#### EXCERPTED PASSAGE

Moving and Upgrading Databases Safely
Your application code lives in Git. Every change is tracked, reviewable, and reversible. Your database schema should work the same way. Database migrations are the mechanism that makes this possible: versioned, ordered, trackable changes to your database structure that deploy alongside your application code.
The concept is simple. The execution in production is where the complexity lives. A migration that works on your local machine with 200 rows will lock a production table with 15 million rows for 40 minutes. A column rename that looks safe will break every query referencing the old name the moment it runs. A rollback that should undo the last deploy will silently drop a column that has already been populated with new data.
These are not hypothetical risks. We have encountered every one of them across the Laravel applications we build and maintain.
Scope: This page covers application-level schema evolution: versioned ALTER TABLE changes deployed alongside your code in a live MySQL or PostgreSQL system. If you are migrating between database engines or moving from on-premise to cloud, that is a different discipline entirely. For that, see our legacy migration page.
Why Database Migrations Fail in Production
Most tutorials teach database migrations as a straightforward pattern: write an "up" method to apply the change, write a "down" method to reverse it, run the command. This works in development. It fails in production for three reasons, and each one becomes more acute as your system scales beyond a single server.
State is permanent
Code deployments replace the old version entirely. Schema changes modify a live, stateful system. A dropped column is gone. A type change may truncate data silently. There is no "git checkout" for a production database.
Scale changes the physics
Adding an index to a table with 500 rows takes milliseconds. Adding an index to a table with 50 million rows takes minutes, and the table is locked for writes the entire time. Every migration has a different risk profile depending on the data volume behind it.
Concurrency creates conflicts
During a rolling deployment, old code and new code run simultaneously. If the new code expects a column that does not exist yet, or the old code expects a column that has just been dropped, requests fail. The deployment window is not atomic.
The gap between tutorial-level migrations and production-grade database migration strategy is where most teams get bitten. Without disciplined schema evolution, you end up with schema drift between environments and no reliable way to reproduce what ran where. The patterns that follow close that gap.
Safe Operations Versus Dangerous Operations
Not all schema migrations carry the same risk. The distinction matters because it determines your deployment strategy.
Generally safe (additive)
- Adding a new table
- Adding a nullable column (no default required, no table rewrite)
- Adding an index (watch table size; see large table section below)
- Adding a new enum value at the end of the list
Dangerous (require coordination)
- Removing a column (requires multi-phase deploy)
- Renaming a column or table (use expand-contract)
- Changing a column type (safe only if lossless)
- Dropping a table (irreversible once committed)
The rule is straightforward: anything additive is generally safe. Anything that modifies or removes existing structures needs a multi-step approach with code changes deployed before and after the schema change. This applies to your application code, but also to any API integrations that query the affected tables directly.

########
#### COLLECTED MATERIAL

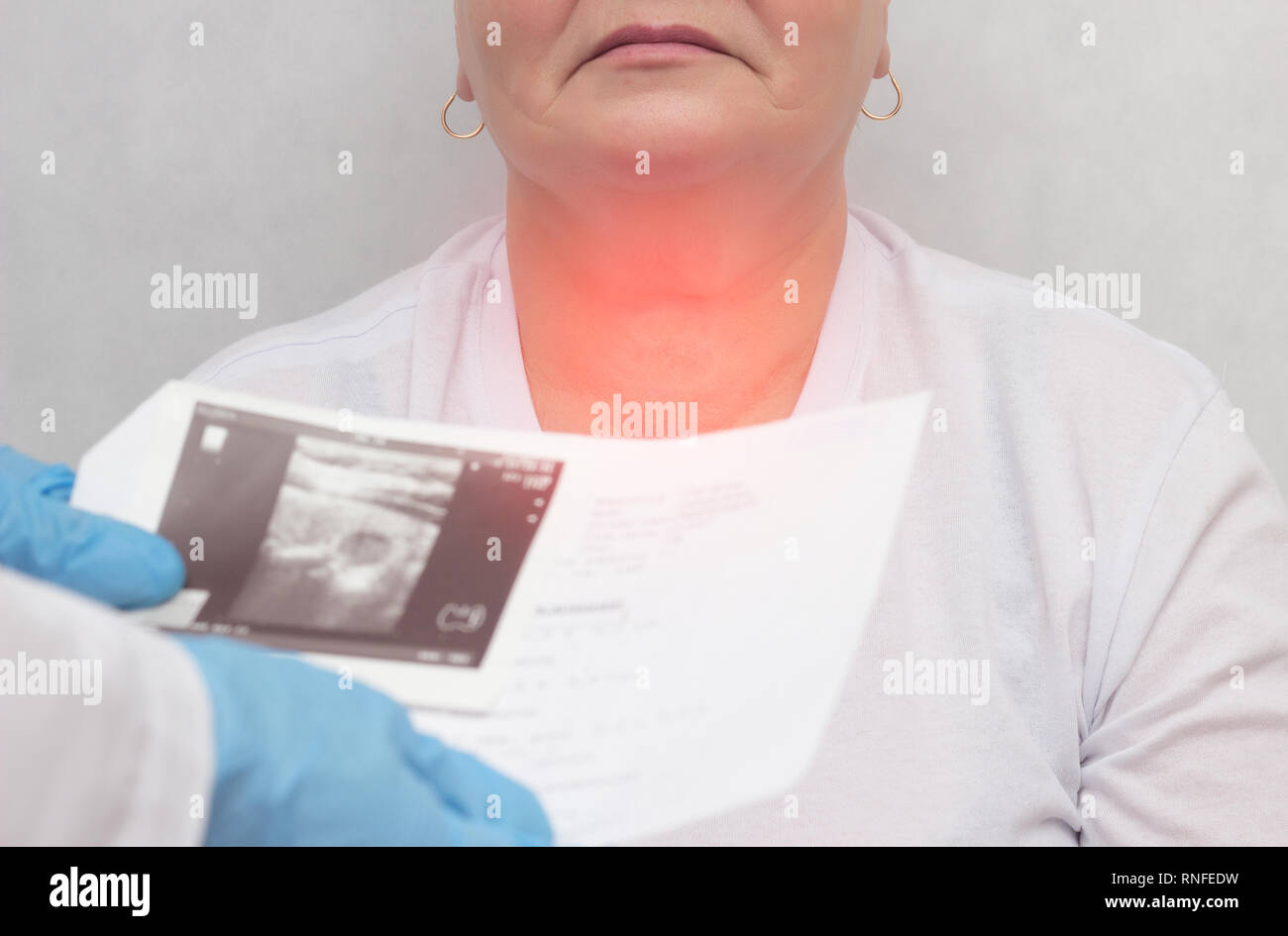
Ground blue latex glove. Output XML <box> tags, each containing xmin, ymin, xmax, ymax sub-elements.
<box><xmin>179</xmin><ymin>636</ymin><xmax>551</xmax><ymax>845</ymax></box>
<box><xmin>0</xmin><ymin>446</ymin><xmax>185</xmax><ymax>608</ymax></box>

########

### GIVEN TASK 1
In the database migrations text, how long might a production table with 15 million rows stay locked by a migration that works locally?
### GIVEN TASK 2
Please resume the database migrations text after its last sentence.
The listing has no connection to the database migrations text.

### REPLY 1
40 minutes.

### REPLY 2
Zero-Downtime Migration Patterns
For any application that cannot tolerate downtime during deploys, database migrations must be backward-compatible. Old code and new code must both function correctly against the schema at every intermediate state.
The expand-contract pattern
This is the workhorse pattern for any non-trivial schema change. It works in three phases.
Deployment ordering
The sequence matters. For adding a column: deploy the migration first, then deploy the code that uses it. For removing a column: deploy the code that stops using it first, then deploy the migration that drops it. Getting this backwards is one of the most common causes of production incidents during deploys.
| Change Type | Safe Order | Reason |
|---|---|---|
| Add column/table | Migration first | New code expects the structure to exist |
| Remove column/table | Code first | Old code must stop referencing before removal |
| Add constraint | Code first (usually) | Code should already satisfy the constraint |
| Rename | Expand-contract | Neither order is safe alone; use three-phase approach |
In our CI/CD pipelines, we enforce this ordering through deployment checklists and migration review gates.
Feature flags as a safety net
For complex schema transitions, feature flags add a layer of control that deployment ordering alone cannot provide. The pattern works like this: deploy the expand-phase migration, gate the new code path behind a feature flag, enable the flag for a small percentage of traffic, verify correctness, then ramp to 100%. If anything goes wrong, disable the flag immediately. The schema stays expanded, no rollback needed, and you debug at your own pace.
This is particularly valuable during the dual-write phase of an expand-contract migration. The flag controls which code path is active, so you can switch between old and new behaviour without redeploying. Once the contract phase is complete and the old structure is removed, retire the flag. The discipline is in the lifecycle: a flag that outlives its migration becomes technical debt. We tie flag cleanup to the same ticket that tracks the contract-phase migration.
Large Table Migrations
When a table exceeds one million rows, standard ALTER TABLE statements become risky. The database engine may need to rewrite the entire table, locking it for the duration. On a busy table, this means blocked writes, queued requests, and eventually timeouts.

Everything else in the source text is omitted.